TASK INSTRUCTIONS | In the listing below, rewrite the stretch from the line containing "One marker serves each instance of the monkey." through the line containing "One marker serves each instance of the grass." as a numbered list, leaving out any blank lines.

STORED ROWS |

- - - - -

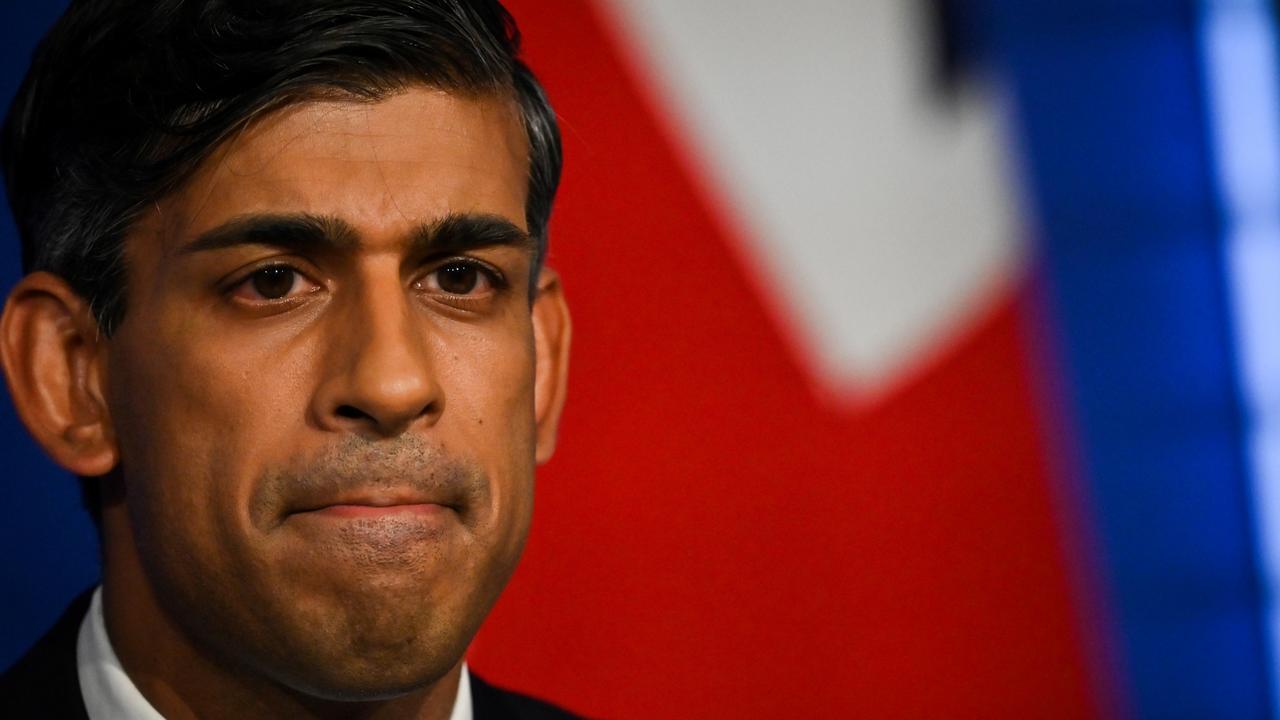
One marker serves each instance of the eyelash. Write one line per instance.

- - - - -

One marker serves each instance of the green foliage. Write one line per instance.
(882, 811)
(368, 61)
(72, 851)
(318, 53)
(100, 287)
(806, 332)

- - - - -

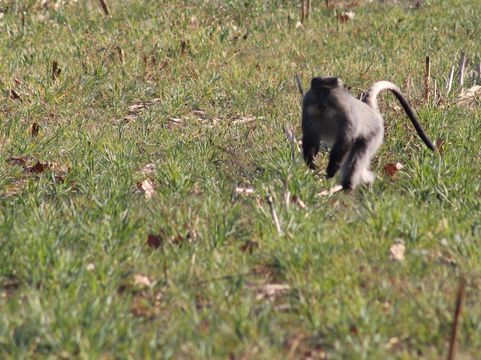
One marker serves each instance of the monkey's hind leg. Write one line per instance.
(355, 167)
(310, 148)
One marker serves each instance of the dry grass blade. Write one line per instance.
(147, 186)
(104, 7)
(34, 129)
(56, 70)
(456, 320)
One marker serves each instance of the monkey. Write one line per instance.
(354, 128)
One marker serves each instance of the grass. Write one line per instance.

- - - - -

RESULT |
1. One marker serves each instance of the monkey. Write one line per instance.
2. (354, 128)
3. One marker serves each instance of the grass. Write one line per instance.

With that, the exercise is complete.